↓↓↓

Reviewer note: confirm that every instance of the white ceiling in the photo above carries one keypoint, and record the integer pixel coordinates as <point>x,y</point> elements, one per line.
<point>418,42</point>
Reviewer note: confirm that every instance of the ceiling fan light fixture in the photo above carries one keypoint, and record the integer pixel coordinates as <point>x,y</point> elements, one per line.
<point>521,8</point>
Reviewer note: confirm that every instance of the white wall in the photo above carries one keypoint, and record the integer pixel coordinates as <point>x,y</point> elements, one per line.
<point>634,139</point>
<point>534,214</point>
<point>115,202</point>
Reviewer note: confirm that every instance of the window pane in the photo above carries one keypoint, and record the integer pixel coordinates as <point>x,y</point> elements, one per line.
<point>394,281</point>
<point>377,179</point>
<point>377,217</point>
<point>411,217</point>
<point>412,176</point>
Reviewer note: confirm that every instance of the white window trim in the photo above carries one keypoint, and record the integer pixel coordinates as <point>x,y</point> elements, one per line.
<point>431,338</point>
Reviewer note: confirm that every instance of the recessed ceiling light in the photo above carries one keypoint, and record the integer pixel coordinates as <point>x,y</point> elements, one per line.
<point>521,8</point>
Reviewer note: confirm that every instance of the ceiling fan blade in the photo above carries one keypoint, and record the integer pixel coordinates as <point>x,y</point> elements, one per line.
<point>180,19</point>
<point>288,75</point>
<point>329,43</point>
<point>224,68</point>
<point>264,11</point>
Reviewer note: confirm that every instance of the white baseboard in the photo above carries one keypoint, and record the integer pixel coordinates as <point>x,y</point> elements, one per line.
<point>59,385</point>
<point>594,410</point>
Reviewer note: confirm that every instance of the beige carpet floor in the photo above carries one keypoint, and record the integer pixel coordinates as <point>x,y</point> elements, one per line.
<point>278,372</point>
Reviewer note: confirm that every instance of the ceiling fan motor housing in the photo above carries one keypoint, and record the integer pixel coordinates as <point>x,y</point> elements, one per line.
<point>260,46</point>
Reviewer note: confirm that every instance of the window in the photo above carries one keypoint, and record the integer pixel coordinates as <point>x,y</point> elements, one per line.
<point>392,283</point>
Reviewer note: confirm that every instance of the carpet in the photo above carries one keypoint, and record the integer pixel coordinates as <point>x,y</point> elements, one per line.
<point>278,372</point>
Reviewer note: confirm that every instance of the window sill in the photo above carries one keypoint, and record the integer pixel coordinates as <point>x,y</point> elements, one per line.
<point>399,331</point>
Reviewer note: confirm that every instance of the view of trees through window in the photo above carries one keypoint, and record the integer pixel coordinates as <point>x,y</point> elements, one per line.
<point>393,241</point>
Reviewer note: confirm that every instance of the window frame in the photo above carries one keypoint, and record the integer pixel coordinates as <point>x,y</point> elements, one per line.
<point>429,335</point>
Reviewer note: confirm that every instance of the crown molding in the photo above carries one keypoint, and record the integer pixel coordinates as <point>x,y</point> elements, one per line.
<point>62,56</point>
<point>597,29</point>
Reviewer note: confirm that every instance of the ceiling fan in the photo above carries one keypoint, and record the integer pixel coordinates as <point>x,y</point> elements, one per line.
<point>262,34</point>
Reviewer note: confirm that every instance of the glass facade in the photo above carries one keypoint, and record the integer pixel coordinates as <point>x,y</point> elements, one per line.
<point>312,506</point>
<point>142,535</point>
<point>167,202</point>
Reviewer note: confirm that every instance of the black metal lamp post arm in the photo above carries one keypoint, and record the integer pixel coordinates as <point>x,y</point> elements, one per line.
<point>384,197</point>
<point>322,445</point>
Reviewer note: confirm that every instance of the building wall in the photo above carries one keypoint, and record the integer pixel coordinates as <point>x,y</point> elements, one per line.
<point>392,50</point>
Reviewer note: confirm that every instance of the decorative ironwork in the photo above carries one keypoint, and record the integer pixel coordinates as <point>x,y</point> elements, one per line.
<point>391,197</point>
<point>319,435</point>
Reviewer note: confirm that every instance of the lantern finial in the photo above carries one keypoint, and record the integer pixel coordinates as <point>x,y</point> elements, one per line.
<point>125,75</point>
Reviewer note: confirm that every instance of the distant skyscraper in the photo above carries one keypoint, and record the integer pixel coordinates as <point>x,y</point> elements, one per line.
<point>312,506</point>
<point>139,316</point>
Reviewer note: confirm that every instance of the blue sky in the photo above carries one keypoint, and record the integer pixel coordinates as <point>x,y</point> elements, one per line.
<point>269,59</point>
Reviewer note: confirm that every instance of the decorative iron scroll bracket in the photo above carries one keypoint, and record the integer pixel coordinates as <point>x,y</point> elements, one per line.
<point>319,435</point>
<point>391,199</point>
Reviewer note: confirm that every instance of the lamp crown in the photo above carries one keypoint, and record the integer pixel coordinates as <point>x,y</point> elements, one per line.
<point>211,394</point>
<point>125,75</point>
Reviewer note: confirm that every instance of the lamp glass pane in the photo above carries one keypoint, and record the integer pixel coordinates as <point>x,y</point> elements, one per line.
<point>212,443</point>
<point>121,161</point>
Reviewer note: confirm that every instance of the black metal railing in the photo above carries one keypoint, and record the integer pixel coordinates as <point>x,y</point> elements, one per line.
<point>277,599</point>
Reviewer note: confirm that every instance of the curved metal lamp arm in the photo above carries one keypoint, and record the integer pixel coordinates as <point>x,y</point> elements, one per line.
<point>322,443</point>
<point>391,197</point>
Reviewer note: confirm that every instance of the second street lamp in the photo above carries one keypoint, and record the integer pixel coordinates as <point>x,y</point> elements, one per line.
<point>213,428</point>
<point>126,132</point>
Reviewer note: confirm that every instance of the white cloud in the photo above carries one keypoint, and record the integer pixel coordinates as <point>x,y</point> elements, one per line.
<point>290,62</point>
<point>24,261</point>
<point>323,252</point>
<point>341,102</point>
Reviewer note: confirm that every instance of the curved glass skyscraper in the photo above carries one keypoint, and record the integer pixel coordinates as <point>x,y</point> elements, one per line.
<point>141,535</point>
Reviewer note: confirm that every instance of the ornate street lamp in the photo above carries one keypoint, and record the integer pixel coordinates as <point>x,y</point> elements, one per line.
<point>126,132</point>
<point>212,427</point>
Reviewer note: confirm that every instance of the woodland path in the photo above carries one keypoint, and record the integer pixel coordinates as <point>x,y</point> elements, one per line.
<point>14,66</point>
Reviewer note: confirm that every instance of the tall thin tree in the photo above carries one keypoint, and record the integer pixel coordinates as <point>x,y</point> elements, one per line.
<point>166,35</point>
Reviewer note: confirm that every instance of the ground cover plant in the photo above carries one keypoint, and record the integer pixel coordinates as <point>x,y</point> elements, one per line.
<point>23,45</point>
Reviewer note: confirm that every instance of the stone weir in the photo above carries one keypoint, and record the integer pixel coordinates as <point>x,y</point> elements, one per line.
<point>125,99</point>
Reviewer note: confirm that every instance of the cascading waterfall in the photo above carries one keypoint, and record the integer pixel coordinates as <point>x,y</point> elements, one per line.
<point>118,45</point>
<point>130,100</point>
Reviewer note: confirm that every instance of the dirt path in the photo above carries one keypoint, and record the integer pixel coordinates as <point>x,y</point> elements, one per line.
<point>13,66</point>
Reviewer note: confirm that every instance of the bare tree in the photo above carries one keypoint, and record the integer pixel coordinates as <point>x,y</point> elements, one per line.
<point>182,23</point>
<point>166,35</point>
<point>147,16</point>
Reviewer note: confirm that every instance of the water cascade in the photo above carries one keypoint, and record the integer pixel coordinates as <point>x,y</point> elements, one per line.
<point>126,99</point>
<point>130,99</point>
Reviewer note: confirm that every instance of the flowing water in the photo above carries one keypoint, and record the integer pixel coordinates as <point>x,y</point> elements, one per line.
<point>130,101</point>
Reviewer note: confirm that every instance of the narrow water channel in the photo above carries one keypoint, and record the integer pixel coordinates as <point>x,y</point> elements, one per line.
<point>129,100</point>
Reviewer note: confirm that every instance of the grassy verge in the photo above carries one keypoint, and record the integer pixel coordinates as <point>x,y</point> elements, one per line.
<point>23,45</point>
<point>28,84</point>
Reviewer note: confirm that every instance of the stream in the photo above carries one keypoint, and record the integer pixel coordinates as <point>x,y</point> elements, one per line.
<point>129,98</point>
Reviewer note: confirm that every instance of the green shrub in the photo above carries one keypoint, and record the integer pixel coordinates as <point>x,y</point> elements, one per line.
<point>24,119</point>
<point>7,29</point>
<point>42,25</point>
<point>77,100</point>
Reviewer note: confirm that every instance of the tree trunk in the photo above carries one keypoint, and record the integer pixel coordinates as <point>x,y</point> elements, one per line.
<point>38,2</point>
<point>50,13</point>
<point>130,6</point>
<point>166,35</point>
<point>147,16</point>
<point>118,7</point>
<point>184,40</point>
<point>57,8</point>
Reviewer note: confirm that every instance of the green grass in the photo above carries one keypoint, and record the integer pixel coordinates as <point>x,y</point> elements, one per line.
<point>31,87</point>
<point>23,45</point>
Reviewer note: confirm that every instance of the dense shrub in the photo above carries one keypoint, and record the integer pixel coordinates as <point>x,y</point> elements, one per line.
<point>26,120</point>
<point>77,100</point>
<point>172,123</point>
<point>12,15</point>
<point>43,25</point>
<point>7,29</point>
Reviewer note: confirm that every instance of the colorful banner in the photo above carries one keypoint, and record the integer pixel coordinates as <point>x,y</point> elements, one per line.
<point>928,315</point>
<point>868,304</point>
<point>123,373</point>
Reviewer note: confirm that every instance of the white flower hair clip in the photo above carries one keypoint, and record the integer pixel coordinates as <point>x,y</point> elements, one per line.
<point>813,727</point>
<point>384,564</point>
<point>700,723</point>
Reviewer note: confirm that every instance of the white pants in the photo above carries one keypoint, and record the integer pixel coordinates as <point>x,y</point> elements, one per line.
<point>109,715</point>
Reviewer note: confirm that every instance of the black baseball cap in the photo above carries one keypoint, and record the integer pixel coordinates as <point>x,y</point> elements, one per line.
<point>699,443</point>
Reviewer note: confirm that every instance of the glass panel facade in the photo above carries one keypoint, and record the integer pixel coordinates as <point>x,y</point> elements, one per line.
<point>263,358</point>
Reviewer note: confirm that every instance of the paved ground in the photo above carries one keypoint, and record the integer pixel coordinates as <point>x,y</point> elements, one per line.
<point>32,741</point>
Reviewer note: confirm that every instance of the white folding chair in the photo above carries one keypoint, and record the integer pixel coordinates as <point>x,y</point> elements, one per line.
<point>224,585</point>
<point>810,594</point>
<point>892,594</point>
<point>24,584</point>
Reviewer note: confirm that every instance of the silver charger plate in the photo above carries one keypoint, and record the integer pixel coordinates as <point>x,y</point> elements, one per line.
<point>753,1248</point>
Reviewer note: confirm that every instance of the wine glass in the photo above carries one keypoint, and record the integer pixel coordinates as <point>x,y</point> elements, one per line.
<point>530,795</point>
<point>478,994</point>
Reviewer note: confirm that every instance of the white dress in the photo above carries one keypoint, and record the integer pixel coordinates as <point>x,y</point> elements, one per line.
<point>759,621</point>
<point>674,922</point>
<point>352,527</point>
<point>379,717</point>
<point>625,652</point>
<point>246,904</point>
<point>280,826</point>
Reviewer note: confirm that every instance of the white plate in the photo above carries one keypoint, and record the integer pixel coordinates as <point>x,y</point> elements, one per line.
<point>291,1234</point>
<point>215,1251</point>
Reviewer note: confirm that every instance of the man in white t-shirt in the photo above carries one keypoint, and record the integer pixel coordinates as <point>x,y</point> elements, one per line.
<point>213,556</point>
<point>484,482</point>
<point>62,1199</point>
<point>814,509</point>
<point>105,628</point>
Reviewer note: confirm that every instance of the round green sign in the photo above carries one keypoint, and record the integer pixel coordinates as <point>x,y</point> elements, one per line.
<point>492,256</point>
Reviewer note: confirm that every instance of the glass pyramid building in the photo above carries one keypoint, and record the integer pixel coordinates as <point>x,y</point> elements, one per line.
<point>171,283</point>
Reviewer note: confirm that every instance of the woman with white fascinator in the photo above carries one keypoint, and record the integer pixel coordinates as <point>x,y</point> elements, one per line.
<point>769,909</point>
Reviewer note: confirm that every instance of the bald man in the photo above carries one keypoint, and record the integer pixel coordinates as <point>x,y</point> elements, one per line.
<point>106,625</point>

↑↑↑

*Set task*
Set down, word for word, the items above, starting with the first line and going on through the line containing "<point>418,42</point>".

*Final result*
Reviewer note: confirm that every instance of the white ceiling in the photo above carries one keypoint, and record the integer pixel coordinates as <point>x,y</point> elements, one per line.
<point>418,42</point>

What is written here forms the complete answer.